- The problem -
This task calls for printing every entry exactly.

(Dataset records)
┌────────

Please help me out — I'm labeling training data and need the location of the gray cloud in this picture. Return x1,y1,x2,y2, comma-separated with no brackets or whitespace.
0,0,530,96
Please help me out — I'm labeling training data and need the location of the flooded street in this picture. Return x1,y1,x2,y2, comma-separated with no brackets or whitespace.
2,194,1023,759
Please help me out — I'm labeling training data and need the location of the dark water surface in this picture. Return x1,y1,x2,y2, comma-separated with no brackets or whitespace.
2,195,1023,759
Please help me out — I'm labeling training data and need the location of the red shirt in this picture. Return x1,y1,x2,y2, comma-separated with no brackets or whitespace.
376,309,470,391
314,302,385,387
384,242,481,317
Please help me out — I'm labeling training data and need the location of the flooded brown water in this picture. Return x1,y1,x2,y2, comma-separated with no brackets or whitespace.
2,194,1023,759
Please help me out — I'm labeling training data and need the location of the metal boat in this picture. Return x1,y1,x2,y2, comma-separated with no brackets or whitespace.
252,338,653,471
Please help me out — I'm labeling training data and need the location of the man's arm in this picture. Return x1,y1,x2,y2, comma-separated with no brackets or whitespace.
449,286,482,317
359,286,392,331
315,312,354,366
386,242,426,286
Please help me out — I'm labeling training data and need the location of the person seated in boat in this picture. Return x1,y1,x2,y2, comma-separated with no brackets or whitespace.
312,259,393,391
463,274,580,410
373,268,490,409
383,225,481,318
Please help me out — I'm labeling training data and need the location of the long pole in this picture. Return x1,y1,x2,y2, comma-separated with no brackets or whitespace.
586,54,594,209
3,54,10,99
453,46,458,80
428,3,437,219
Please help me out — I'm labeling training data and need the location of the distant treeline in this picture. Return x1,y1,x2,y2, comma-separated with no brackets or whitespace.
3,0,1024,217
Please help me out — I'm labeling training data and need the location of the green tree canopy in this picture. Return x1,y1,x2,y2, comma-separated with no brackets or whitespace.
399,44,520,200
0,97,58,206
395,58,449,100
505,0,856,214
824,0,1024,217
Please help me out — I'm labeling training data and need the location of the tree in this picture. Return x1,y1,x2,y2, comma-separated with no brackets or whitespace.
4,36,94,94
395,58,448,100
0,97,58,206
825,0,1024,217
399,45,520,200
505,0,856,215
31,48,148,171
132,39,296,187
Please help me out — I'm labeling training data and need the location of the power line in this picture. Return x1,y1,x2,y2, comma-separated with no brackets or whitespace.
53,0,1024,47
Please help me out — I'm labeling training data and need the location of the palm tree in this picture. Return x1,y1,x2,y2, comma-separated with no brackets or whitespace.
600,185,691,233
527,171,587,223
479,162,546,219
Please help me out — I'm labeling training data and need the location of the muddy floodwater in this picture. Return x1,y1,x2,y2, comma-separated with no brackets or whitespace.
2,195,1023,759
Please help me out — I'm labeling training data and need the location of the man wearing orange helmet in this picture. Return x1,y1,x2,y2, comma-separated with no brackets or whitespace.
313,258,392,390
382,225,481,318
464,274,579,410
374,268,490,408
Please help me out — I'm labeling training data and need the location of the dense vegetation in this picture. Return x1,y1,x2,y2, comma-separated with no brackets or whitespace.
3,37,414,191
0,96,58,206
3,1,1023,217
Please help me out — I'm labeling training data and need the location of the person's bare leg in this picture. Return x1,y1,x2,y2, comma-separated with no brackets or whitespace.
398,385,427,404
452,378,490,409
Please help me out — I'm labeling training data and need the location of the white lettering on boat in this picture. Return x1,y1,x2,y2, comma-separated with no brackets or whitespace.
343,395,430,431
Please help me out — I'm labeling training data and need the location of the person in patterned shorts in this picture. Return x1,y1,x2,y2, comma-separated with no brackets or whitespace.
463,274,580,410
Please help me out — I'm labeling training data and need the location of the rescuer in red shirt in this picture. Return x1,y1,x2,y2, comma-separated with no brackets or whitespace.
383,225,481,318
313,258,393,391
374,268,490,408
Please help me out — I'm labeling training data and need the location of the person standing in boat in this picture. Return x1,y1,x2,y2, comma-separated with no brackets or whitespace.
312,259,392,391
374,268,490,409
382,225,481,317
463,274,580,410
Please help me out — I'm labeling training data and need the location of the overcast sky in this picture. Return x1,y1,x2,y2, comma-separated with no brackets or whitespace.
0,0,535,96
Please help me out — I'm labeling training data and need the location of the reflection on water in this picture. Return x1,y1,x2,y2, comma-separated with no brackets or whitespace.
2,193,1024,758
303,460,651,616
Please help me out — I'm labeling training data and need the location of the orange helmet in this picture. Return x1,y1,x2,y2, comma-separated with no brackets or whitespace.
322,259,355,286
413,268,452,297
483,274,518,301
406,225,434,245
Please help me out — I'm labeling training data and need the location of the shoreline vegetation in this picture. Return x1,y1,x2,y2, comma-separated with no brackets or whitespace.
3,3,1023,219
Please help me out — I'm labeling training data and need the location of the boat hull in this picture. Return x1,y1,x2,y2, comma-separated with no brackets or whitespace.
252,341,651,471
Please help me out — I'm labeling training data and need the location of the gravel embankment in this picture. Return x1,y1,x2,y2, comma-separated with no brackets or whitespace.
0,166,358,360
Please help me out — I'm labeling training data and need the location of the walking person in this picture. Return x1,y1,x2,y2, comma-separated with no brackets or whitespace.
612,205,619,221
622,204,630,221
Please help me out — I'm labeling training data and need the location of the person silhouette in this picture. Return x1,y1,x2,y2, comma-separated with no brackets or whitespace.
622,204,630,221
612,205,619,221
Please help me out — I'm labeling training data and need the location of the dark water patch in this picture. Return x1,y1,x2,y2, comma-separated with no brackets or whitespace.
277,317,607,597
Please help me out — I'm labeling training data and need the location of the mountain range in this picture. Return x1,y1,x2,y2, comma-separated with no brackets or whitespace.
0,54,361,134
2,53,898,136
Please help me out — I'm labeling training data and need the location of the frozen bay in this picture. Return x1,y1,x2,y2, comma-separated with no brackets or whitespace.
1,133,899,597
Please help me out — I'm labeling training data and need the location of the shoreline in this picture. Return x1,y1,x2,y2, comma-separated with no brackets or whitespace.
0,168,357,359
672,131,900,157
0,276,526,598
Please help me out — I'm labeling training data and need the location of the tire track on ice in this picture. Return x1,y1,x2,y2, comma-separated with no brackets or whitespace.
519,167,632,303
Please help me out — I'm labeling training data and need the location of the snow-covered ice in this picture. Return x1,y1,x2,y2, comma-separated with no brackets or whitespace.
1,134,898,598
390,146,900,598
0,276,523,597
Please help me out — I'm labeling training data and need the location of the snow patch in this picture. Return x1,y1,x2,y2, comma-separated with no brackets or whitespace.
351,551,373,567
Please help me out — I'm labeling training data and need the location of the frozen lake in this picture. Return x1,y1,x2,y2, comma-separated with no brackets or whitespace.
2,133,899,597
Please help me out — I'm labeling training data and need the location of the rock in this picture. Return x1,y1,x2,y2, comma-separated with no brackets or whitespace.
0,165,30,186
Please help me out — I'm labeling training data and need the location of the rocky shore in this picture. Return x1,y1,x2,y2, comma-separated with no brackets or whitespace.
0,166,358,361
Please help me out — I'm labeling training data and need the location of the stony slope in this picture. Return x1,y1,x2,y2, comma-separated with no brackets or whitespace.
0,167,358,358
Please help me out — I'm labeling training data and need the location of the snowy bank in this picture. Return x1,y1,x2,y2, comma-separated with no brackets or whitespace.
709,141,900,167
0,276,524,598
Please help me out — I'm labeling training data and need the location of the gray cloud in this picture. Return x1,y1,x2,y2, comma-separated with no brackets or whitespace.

└────────

- Answer area -
Please help me out — I'm labeling training data and need the location of the gray cloud in this picture. Return x1,y1,x2,y2, comma-separated with no brackets or whitespace.
0,0,530,96
Please help me out — I'm labeling training data and need the location of the flooded street in this picture. Return x1,y1,x2,y2, comma-separated with no brackets or whitespace.
2,194,1023,759
Please help me out — I'm labeling training data and need the location of the dark water surface in this picture. Return x1,y1,x2,y2, comma-separated with no brackets or whitespace.
2,195,1023,759
Please help me out — I'm labeling training data and need the location of the red shirt in this picture. Return x1,y1,x2,y2, comma-separated with no brackets or whitespace.
376,309,470,391
314,302,385,387
384,242,481,317
Please help me out — I'm labeling training data and need the location of the flooded brown water in this picture. Return x1,y1,x2,y2, comma-separated with no brackets or whitespace.
2,194,1023,759
Please help me out — I'm labeling training data and need the location of the metal boat in this picture. Return x1,y1,x2,y2, comma-separated with no brackets or whitespace.
252,338,653,471
Please help me out — I'm labeling training data and need the location of the man's arm in this picture. Return x1,y1,x2,y2, comma-separated with no brackets or whitespace.
449,286,482,317
359,286,392,331
315,312,354,366
386,242,426,286
Please help me out — I'm labeling training data and need the location of the person seated in boat in this picture. Return x1,y1,x2,y2, comma-separated with no brackets or whitespace.
312,259,393,391
463,274,580,410
373,268,490,409
383,225,481,318
Please help me out — I'm labeling training data and need the location of the long pole in this picture. Return x1,y1,x2,y2, comma-separated with no brackets or whitespace.
586,54,594,209
3,54,10,99
453,46,458,80
428,3,437,219
Please help me out — I'm labeling training data and need the location of the distant treeline in this picture. Return x1,y1,x2,y2, comma-separated with no brackets or whitespace.
3,0,1024,217
Please help me out — I'm labeling training data and need the location of the green tree canopy in this picture. Return x1,y1,x2,y2, comma-separated with no brackets or whitespace.
399,44,520,200
0,97,58,206
395,58,449,100
505,0,856,214
824,0,1024,217
Please help me out — I'm labeling training data and need the location of the tree in this picture. Return x1,y1,x2,y2, comma-separated with no brackets or whitespace.
4,36,94,94
395,58,448,100
0,97,58,206
825,0,1024,217
399,45,520,200
505,0,856,215
31,48,148,171
132,39,296,187
Please help me out — I'm labeling training data and need the location of the power line in this picture. Return x1,y1,x2,y2, comma-separated with no brackets or whitespace.
53,0,1024,47
Please help me out — I'm labeling training data and need the location of the palm tree in this picture. Return x1,y1,x2,y2, comma-separated with no brackets or whitespace.
600,185,691,233
527,171,587,223
479,162,546,219
Please help me out — I'm labeling training data and need the location of the muddy floodwater in this picture. Return x1,y1,x2,y2, comma-separated with no brackets or whitespace.
2,195,1023,759
Please help me out — I'm labeling training data and need the location of the man wearing orange helmet in this picture. Return x1,y1,x2,y2, comma-separated with no brackets or whitespace.
313,258,392,390
382,225,481,318
464,274,579,410
374,268,490,408
Please help me out — I'm labeling training data and need the location of the dense vegetation in this picture. Return x1,y1,x2,y2, comma-separated with no brackets or whitespace.
3,37,414,191
0,96,58,206
3,1,1023,217
Please help me out — I'm labeling training data and need the location of the person's bare leg in this picture. Return x1,y1,x2,y2, comma-separated with no brackets or whitespace.
398,385,427,404
452,378,490,409
Please help me out — I'm labeling training data and need the location of the white lettering on boat in this picture. Return x1,y1,x2,y2, comma-separated with no brackets or whitespace.
343,395,430,431
Please help me out — I'm labeling training data and need the location of the person in patterned shorts in this picture. Return x1,y1,x2,y2, comma-separated with no brackets or whitespace.
463,274,580,410
Please help me out — I'm labeling training data and need the location of the rescuer in red shirt in this picture. Return x1,y1,x2,y2, comma-separated with no brackets or whitespace.
383,225,481,318
313,258,393,391
374,268,490,408
Please help me out — I'm labeling training data and need the location of the person standing in boat in this picture. Return x1,y1,x2,y2, comma-separated with no brackets or whitespace.
312,259,392,391
374,268,490,409
382,225,481,317
463,274,580,410
Please help me out — I'm labeling training data and need the location of the overcast sky in this picture. Return x1,y1,x2,y2, comma-separated with no brackets or whitespace.
0,0,535,96
Please help me out — I'm labeling training data and need the location of the reflection on water in this picture. Return x1,y1,x2,y2, comma-separated with no brackets or whitespace.
2,193,1024,758
303,460,651,616
Please help me out — I'm labeling training data and need the location of the orange helmet in this picture. Return x1,y1,x2,y2, comma-separated with no brackets or whitespace.
322,259,355,286
413,268,452,297
483,274,518,301
406,225,434,245
Please help me out — I'm labeling training data and need the location of the shoreline vegetation in this picture. Return x1,y1,x2,y2, comma-separated with no brackets or whitespace.
3,3,1023,219
Please help me out — I'm labeling training data and need the location of the boat hull in this picture. Return x1,y1,x2,y2, comma-separated with no brackets or whitespace.
252,341,651,471
Please help me out — I'm labeling training data and need the location of the gravel embankment in this picture. Return x1,y1,x2,y2, comma-separated with no brackets or whitespace.
0,166,358,360
Please help me out — I'm labeling training data and need the location of the walking person in this picture. Return x1,y1,x2,y2, comma-separated with no brackets or whitespace.
612,205,619,221
622,204,630,221
Please help me out — I'm labeling training data and need the location of the person silhouette in this picture. Return x1,y1,x2,y2, comma-separated with no brackets or whitespace.
622,204,630,221
612,205,619,221
Please help me out — I'm labeling training data and need the location of the dark water patch in this picture. Return x1,y1,x2,y2, comma-separated with no brackets or whitespace.
277,317,607,597
Please help me out — I'm labeling training data and need the location of the mountain range in this picture. Return x1,y1,x2,y2, comma-separated with no brackets or whitespace.
0,54,361,134
2,53,898,136
Please help me out — I'm labeling training data and need the location of the frozen bay in this picture. Return x1,y1,x2,y2, comma-separated with no brackets or whitespace.
1,133,899,597
Please help me out — I'm labeling training data and need the location of the shoreline in this picture. Return x1,y1,x2,y2, comma-separated with no brackets or whitespace.
0,168,357,359
672,131,900,157
0,276,526,598
Please help me out — I'm labeling training data and need the location of the tire track on ice in this picture. Return x1,y1,x2,y2, comma-separated with no brackets or whitespace.
519,167,632,303
Please help me out — I'm labeling training data and need the location of the snow-covered ice in this picture. Return x1,y1,x2,y2, comma-separated with no brackets or whitespace.
1,134,898,598
390,146,900,598
0,276,523,597
Please help me out — I'm labeling training data and need the location of the snow patch in this picture. Return x1,y1,x2,y2, comma-separated with no brackets or whitespace.
351,551,373,567
Please help me out — I'm labeling training data and need the location of the frozen lake in this picture. Return x1,y1,x2,y2, comma-separated with no brackets or whitespace.
2,133,899,597
Please help me out — I'm labeling training data and need the location of the rock in this picture. Return x1,y1,x2,y2, comma-separated with no brackets or whitespace.
0,165,30,186
Please help me out — I'm labeling training data and need the location of the rocky shore in this picture. Return x1,y1,x2,y2, comma-separated with no brackets or whitespace.
0,166,358,361
Please help me out — I'm labeling training data and need the location of the stony slope in this picture. Return x1,y1,x2,y2, comma-separated with no brackets or whitespace.
0,167,358,358
Please help me out — I'm labeling training data and need the location of the snowy bank in this picture. Return x1,y1,x2,y2, comma-separated with no brackets or whitespace.
709,141,900,167
0,276,524,598
Please help me out — I'm labeling training data and need the location of the gray cloud in this picture. Return x1,y1,x2,y2, comma-separated with no brackets or whitespace.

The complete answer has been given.